- _Object outline annotations_
· · · ·

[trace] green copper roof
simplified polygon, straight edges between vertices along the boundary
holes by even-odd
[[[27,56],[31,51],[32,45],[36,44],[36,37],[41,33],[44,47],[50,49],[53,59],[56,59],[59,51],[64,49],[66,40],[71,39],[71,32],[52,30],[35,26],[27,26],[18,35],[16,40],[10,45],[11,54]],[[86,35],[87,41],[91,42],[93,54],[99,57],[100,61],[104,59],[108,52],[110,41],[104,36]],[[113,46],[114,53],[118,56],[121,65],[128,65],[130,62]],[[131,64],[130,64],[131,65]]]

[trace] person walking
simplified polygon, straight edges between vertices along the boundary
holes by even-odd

· · · ·

- _What you will do_
Reproduce all of the lines above without any changes.

- _Answer for the task_
[trace] green copper roof
simplified polygon, straight edges between vertices along the boundary
holes by even-odd
[[[27,56],[31,51],[32,45],[36,44],[36,37],[41,33],[44,47],[50,49],[53,59],[56,59],[59,51],[64,49],[66,40],[71,39],[71,32],[52,30],[35,26],[27,26],[18,35],[16,40],[10,45],[11,54]],[[86,35],[87,41],[91,42],[93,54],[99,57],[100,61],[104,59],[108,52],[110,41],[104,36]],[[113,46],[114,53],[118,56],[121,65],[128,65],[130,62]],[[131,64],[130,64],[131,65]]]

[trace] person walking
simplified polygon, straight edges between vertices along the boundary
holes by even-odd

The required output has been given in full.